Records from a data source
== == ==

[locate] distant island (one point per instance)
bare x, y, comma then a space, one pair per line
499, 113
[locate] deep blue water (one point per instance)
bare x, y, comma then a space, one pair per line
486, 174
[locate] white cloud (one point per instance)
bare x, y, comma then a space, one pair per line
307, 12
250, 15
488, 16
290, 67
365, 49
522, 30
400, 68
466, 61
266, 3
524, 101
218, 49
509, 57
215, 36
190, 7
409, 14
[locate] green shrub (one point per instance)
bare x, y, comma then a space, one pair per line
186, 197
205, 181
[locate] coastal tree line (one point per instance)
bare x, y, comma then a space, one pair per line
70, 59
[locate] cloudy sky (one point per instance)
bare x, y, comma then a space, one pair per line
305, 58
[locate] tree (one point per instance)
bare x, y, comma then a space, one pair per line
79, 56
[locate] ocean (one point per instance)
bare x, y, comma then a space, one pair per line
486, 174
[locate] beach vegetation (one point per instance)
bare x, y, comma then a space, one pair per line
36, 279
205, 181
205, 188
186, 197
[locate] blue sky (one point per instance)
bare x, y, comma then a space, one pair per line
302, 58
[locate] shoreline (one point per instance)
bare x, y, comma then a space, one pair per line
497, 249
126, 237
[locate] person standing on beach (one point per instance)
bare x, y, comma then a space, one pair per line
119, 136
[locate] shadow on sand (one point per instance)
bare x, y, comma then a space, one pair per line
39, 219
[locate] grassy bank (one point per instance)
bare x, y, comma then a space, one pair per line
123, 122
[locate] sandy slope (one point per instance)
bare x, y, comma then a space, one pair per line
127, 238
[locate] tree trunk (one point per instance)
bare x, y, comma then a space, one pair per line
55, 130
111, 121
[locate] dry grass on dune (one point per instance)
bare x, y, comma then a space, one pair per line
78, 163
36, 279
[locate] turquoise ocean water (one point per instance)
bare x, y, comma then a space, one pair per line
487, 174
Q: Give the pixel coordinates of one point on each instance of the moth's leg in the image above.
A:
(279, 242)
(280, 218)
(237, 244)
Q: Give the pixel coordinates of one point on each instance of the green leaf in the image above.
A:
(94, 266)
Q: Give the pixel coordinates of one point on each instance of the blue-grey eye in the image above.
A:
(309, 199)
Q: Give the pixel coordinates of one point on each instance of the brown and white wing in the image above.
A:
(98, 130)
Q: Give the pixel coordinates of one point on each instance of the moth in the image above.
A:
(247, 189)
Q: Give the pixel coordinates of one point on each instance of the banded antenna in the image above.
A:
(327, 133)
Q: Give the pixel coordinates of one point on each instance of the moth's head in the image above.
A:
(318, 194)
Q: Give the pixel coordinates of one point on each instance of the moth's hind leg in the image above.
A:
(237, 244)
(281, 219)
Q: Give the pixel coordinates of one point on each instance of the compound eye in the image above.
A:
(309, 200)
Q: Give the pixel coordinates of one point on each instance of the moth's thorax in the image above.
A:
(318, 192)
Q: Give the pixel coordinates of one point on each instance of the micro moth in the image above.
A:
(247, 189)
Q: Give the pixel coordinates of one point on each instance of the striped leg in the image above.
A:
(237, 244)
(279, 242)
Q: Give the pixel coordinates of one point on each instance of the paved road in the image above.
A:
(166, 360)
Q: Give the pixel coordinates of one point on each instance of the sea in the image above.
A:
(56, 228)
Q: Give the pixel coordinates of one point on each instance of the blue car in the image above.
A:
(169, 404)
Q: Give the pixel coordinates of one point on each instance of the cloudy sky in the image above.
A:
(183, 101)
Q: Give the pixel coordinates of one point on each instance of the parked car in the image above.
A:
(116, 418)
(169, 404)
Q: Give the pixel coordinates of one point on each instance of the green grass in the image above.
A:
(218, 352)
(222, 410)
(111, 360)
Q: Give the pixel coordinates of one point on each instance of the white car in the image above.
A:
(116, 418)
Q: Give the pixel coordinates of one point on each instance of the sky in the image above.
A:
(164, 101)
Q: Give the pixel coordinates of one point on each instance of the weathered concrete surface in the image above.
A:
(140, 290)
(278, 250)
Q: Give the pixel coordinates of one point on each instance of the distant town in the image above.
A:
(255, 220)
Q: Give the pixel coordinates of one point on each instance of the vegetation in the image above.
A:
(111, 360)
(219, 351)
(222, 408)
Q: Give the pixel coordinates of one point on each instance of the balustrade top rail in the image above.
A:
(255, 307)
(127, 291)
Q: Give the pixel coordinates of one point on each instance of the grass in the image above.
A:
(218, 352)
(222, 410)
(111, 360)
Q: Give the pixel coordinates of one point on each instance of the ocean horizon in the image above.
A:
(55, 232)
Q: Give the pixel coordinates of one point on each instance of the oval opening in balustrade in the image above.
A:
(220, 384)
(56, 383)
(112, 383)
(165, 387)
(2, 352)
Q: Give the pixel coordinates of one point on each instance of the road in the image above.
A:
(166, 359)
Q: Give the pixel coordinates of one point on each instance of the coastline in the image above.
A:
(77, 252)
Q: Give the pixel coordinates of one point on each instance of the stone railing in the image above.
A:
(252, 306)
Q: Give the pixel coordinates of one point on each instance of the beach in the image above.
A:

== == ==

_Directions for this task_
From top to bottom, repeat the data above without alteration.

_Task output_
[locate] distant island (one point per instance)
bare x, y, comma then a space, one pair per line
499, 113
[locate] deep blue water (one point per instance)
bare x, y, comma then a space, one pair per line
486, 174
[locate] white cloud (one point per instance)
bare x, y, comma then a space, one pair per line
307, 12
250, 15
488, 16
290, 67
365, 49
522, 30
400, 68
466, 61
266, 3
524, 101
218, 49
509, 57
215, 36
190, 7
409, 14
[locate] green shrub (one point per instance)
bare x, y, comma then a space, one pair per line
186, 197
205, 181
[locate] coastal tree line (one point per instance)
bare x, y, comma then a space, one pair per line
70, 59
[locate] cloudy sky (one point per instance)
bare x, y, comma then a space, one pair per line
305, 58
[locate] tree (one point per instance)
bare x, y, comma then a space, one pair per line
79, 56
[locate] ocean (one point per instance)
bare x, y, comma then a space, one pair per line
486, 174
[locate] beach vegetation (one point per instance)
bare x, y, comma then a space, one pair per line
36, 279
205, 181
205, 188
186, 197
[locate] blue sky (one point per instance)
bare x, y, comma then a space, one pair per line
302, 58
[locate] shoreline (one point per instance)
bare x, y, comma then a space, one pair per line
497, 249
126, 237
[locate] person standing on beach (one point per instance)
bare x, y, comma then a space, one pair per line
119, 136
[locate] shadow on sand (one point per instance)
bare x, y, comma then a space, one pair per line
39, 219
[locate] grassy bank (one point per instance)
bare x, y, comma then a space, one pair per line
123, 122
[locate] sandy slope (one point per instance)
bare x, y, comma then a space, one pair per line
127, 238
[locate] tree trunk (one point per instance)
bare x, y, comma then a space, one pair per line
55, 130
111, 121
[locate] dry grass on dune (one point per instance)
bare x, y, comma then a space, one pair per line
78, 163
36, 279
[locate] turquoise ocean water (one point per instance)
bare x, y, comma then a space, one pair per line
487, 174
Q: Give the pixel coordinates of one point on each instance of the moth's leg in the image above.
A:
(279, 242)
(280, 218)
(237, 244)
Q: Give the pixel coordinates of one point on each instance of the green leaf in the image above.
A:
(94, 266)
Q: Give the pixel coordinates of one point on each instance of the blue-grey eye in the image above.
A:
(309, 199)
Q: Give the pixel coordinates of one point on each instance of the brown and white wing in the image above.
A:
(98, 130)
Q: Give the pixel coordinates of one point on each instance of the moth in the image above.
A:
(247, 189)
Q: Give the pixel coordinates of one point on each instance of the banded antenna in the image above.
A:
(327, 133)
Q: Give the pixel coordinates of one point on each instance of the moth's head in the image above.
A:
(318, 194)
Q: Give the pixel coordinates of one point on each instance of the moth's hind leg in the image above.
A:
(237, 244)
(281, 219)
Q: Give the pixel coordinates of one point on each instance of the compound eye in the image above.
A:
(309, 200)
Q: Give the pixel coordinates of one point on each instance of the moth's thorax in the image above.
A:
(318, 192)
Q: Give the pixel coordinates of one point on each instance of the micro moth in the image above.
A:
(247, 189)
Q: Give the pixel coordinates of one point on each instance of the striped leg in the image above.
A:
(237, 244)
(279, 242)
Q: Give the pixel coordinates of one point on each instance of the paved road in the image above.
A:
(166, 360)
Q: Give the pixel coordinates of one point on each instance of the sea in the image above.
A:
(56, 228)
Q: Give the pixel coordinates of one point on each instance of the blue car in the image above.
A:
(169, 404)
Q: Give the pixel coordinates of one point on each instance of the cloudy sky in the image above.
A:
(183, 101)
Q: Give the pixel coordinates of one point on each instance of the parked car in the image above.
A:
(116, 418)
(169, 404)
Q: Give the pixel coordinates of one point on each instance of the green grass in the image above.
A:
(218, 352)
(222, 410)
(111, 360)
Q: Give the pixel coordinates of one point on each instance of the white car in the image above.
A:
(116, 418)
Q: Give the pixel coordinates of one point on each instance of the sky in the image above.
A:
(164, 101)
Q: Give the pixel coordinates of one point on each instance of the weathered concrete surface in the image above.
A:
(140, 290)
(278, 250)
Q: Give the pixel coordinates of one point on each instance of the distant town in the image above.
A:
(255, 220)
Q: Give the pixel coordinates of one point on each instance of the vegetation in the image above.
A:
(111, 360)
(219, 351)
(222, 408)
Q: Give the pixel coordinates of one point on each instance of the balustrade top rail in the image above.
A:
(255, 307)
(127, 291)
Q: Give the pixel coordinates of one point on each instance of the grass in the image above.
A:
(218, 352)
(222, 410)
(111, 360)
Q: Give the pixel coordinates of one point on each instance of the ocean horizon in the image above.
A:
(55, 232)
Q: Give the pixel coordinates of one point on each instance of the oval opening in balustrade in the image above.
A:
(220, 384)
(56, 383)
(112, 383)
(165, 387)
(2, 352)
Q: Give the pixel coordinates of one point on each instance of the road in the image above.
A:
(166, 359)
Q: Give the pixel coordinates of one point on each instance of the coastline in the image above.
A:
(77, 252)
Q: Give the pixel coordinates of one point on each instance of the stone railing in the image above.
A:
(252, 306)
Q: Give the pixel coordinates of one point on each instance of the beach in the image above.
A:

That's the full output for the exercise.